_TASK BRIEF_
Please write out all the entries below again, requests included, with every coordinate in the bounding boxes multiplied by 0.65 and rounded to a whole number, halves rounding up.

_GIVEN ENTRIES_

^^^^^^^^^^^^^^^^

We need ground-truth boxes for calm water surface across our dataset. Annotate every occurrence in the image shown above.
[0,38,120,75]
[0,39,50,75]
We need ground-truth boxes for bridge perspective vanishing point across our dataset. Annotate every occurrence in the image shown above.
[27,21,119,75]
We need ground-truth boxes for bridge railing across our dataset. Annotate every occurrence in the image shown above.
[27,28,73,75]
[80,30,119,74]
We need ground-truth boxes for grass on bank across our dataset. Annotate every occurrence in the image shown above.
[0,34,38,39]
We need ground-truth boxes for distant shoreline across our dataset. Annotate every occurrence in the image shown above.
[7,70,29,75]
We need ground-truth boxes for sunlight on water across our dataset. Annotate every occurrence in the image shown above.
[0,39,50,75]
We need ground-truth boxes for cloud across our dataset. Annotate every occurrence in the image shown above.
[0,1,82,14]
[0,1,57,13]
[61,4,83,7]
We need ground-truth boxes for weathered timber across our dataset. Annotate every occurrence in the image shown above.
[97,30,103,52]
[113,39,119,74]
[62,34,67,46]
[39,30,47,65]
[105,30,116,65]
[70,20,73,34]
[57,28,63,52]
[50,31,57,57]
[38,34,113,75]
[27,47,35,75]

^^^^^^^^^^^^^^^^

_OUTPUT OF THE EXERCISE_
We need ground-truth boxes for calm water surface across our dataset. Annotate every occurrence in the image shown above.
[0,25,78,49]
[0,25,33,49]
We need ground-truth boxes for bridge perspective vanishing point across our dataset. Annotate every occurrence in the image shown above.
[18,14,77,49]
We need ground-truth boxes for bridge railing across our dataset. Annotate every occurrence in the image shown above.
[18,18,47,49]
[52,20,77,48]
We need ground-truth boxes for grass on bank across our dataset. Annotate every occurrence in the image shown above.
[0,22,25,25]
We need ground-truth boxes for distant shoreline across our dataset. Annotate every occurrence in the image shown above.
[5,46,19,49]
We need ground-truth boxes for sunlight on water across our dataset. Annotate every occurrence in the image shown above.
[0,25,33,49]
We need ground-truth boxes for cloud across our dataset. Annotate every occurrence in the image shown above.
[0,1,53,9]
[0,1,37,8]
[40,3,54,5]
We need ground-truth boxes for weathered timber across our dataset. Annotate every occurrence in the image shown above.
[63,20,67,34]
[73,25,77,48]
[40,22,44,30]
[25,20,31,42]
[68,20,75,42]
[46,13,47,22]
[37,18,41,34]
[33,20,37,37]
[25,22,73,49]
[18,31,23,49]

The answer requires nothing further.